## Directions
Search the data below for the string "instance". Extract every line that contains it.

###

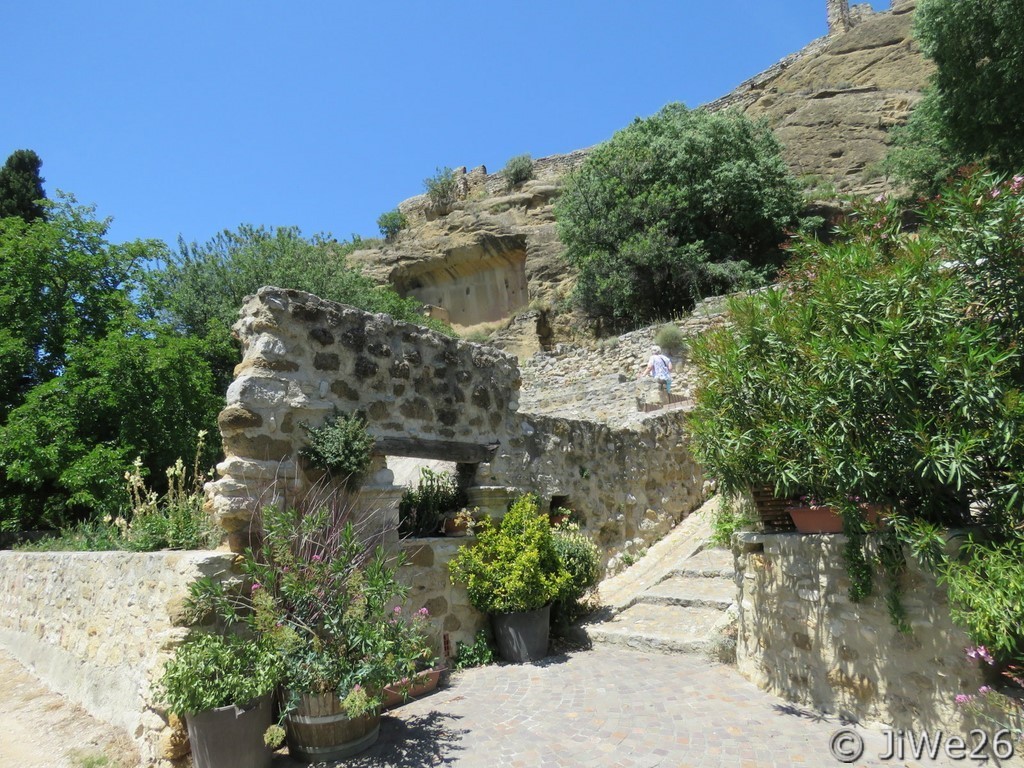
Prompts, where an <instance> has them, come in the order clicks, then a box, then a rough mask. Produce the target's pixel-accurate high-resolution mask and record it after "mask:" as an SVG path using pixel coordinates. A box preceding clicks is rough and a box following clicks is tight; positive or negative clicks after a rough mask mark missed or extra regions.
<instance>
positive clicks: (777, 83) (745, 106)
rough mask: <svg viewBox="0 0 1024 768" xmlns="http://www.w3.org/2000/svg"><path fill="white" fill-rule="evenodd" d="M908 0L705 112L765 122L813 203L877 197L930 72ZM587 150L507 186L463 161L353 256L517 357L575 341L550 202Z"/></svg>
mask: <svg viewBox="0 0 1024 768" xmlns="http://www.w3.org/2000/svg"><path fill="white" fill-rule="evenodd" d="M914 6H915V0H894V3H893V8H892V9H891V10H889V11H886V12H878V13H876V12H872V11H871V10H870V6H854V7H853V8H852V9H851V12H850V14H849V17H848V19H845V20H844V24H843V25H840V26H836V27H834V28H833V31H831V33H830V34H829V35H828V36H826V37H824V38H820V39H818V40H815V41H812V42H811V43H810V44H809V45H808V46H806V47H805V48H804V49H803V50H802V51H799V52H798V53H795V54H793V55H791V56H788V57H786V58H785V59H783V60H782V61H779V62H778V63H776V65H775V66H774V67H772V68H770V69H769V70H767V71H765V72H763V73H761V74H759V75H757V76H756V77H754V78H751V79H750V80H748V81H746V82H744V83H742V84H741V85H740V86H738V87H737V88H736V89H735V90H734V91H733V92H732V93H729V94H728V95H726V96H723V97H722V98H720V99H718V100H716V101H714V102H712V103H710V104H707V105H706V108H707V109H710V110H721V109H728V108H732V109H738V110H740V111H742V112H744V113H746V114H748V115H750V116H752V117H763V118H765V119H767V120H768V121H769V123H770V124H771V125H772V126H773V128H774V130H775V132H776V134H777V135H778V137H779V139H780V140H781V142H782V145H783V147H784V153H785V158H786V161H787V162H788V163H790V165H791V167H792V168H793V170H794V173H795V174H796V175H797V176H798V177H800V178H801V179H802V180H803V181H804V183H805V184H806V185H807V187H808V196H809V197H810V198H811V199H814V198H819V199H827V198H830V197H835V196H836V195H838V194H841V193H856V194H878V193H879V191H880V190H884V189H886V188H888V185H889V183H888V180H887V179H886V178H885V177H884V176H882V175H881V173H880V172H879V171H878V164H879V161H880V160H881V159H882V158H883V157H884V156H885V153H886V147H887V143H888V131H889V129H890V128H891V127H893V126H895V125H899V124H901V123H903V122H905V120H906V118H907V116H908V115H909V112H910V110H911V108H912V106H913V104H914V103H915V101H916V100H918V99H919V98H920V97H921V91H922V88H923V87H924V85H925V83H926V81H927V79H928V76H929V73H930V65H929V62H928V61H927V60H926V59H925V58H924V57H923V56H922V55H921V53H920V51H919V50H918V48H916V46H915V44H914V42H913V41H912V39H911V37H910V27H911V20H912V13H913V9H914ZM829 18H831V16H829ZM667 96H668V97H669V98H670V99H671V94H667ZM587 152H588V151H587V150H580V151H578V152H574V153H571V154H569V155H562V156H556V157H551V158H545V159H541V160H538V161H537V162H536V164H535V178H534V179H531V180H529V181H526V182H525V183H523V184H521V185H518V186H515V187H513V188H510V187H508V186H507V185H506V183H505V179H504V178H503V177H502V175H501V174H500V173H494V174H488V173H487V171H486V169H485V168H483V167H482V166H481V167H479V168H475V169H473V170H470V171H467V170H466V169H464V168H463V169H459V170H458V171H457V174H458V180H459V199H458V201H457V202H456V203H455V204H454V205H452V206H450V207H449V208H446V209H444V210H436V209H434V208H431V206H430V205H429V202H428V200H427V198H426V197H425V196H422V195H421V196H418V197H415V198H411V199H409V200H407V201H404V202H403V203H401V204H400V205H399V208H400V210H401V211H402V212H403V213H404V214H406V215H407V216H408V218H409V220H410V226H409V227H408V228H406V229H404V230H402V231H401V232H399V234H398V236H397V237H395V238H394V239H393V241H392V242H390V243H387V244H385V245H383V246H382V247H380V248H376V249H372V250H366V251H359V252H356V253H354V254H352V256H351V259H352V261H353V263H356V264H358V265H360V266H361V267H362V268H364V269H365V271H367V273H369V274H371V275H373V276H375V278H377V279H378V280H380V281H381V282H389V283H391V284H392V285H393V286H394V287H395V288H396V289H397V290H398V292H399V293H401V294H402V295H404V296H414V297H416V298H418V299H420V300H421V301H424V302H425V303H427V304H430V305H433V306H434V307H437V309H436V311H437V312H438V313H439V314H440V315H441V316H444V317H445V318H446V319H449V321H450V322H451V323H452V324H453V325H454V326H456V328H457V329H459V330H460V331H462V332H463V333H473V332H474V331H475V332H476V333H477V334H480V335H482V334H485V333H495V332H496V331H497V330H498V329H499V328H501V329H502V330H500V331H497V333H495V335H494V338H495V341H496V343H498V344H499V345H501V346H503V347H504V348H506V349H508V350H509V351H512V352H514V353H516V354H518V355H520V356H525V355H528V354H531V353H532V352H535V351H537V350H539V349H542V348H545V349H547V348H550V346H551V344H552V343H554V341H556V340H566V339H571V338H573V337H578V336H579V330H580V324H579V318H573V317H572V316H571V314H568V313H564V312H556V311H551V310H552V309H553V308H557V307H560V306H563V305H564V303H565V302H564V300H565V298H566V297H567V295H568V292H569V290H570V288H571V284H572V274H571V271H570V269H569V268H568V266H567V265H566V264H565V263H564V262H563V261H562V260H561V258H560V252H561V245H560V243H559V241H558V234H557V231H556V226H555V219H554V213H553V210H554V203H555V201H556V200H557V198H558V196H559V195H560V191H561V185H562V182H563V179H564V177H565V175H566V173H567V172H569V171H570V170H571V169H573V168H575V167H577V166H579V164H580V163H582V162H583V160H584V159H585V157H586V155H587ZM527 307H529V308H530V309H531V310H532V311H528V312H526V311H525V310H526V309H527Z"/></svg>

###

## Output of the task
Prompts, where an <instance> has them, come in the order clicks, then a box, then a rough mask. Produce the target's pixel-accurate high-resolution mask and record it after "mask:" as an SVG path using pixel coordinates. A box preceding clicks is rough and a box following clicks is tight; positive or negative clicks after a rough mask mark missed or extra regions.
<instance>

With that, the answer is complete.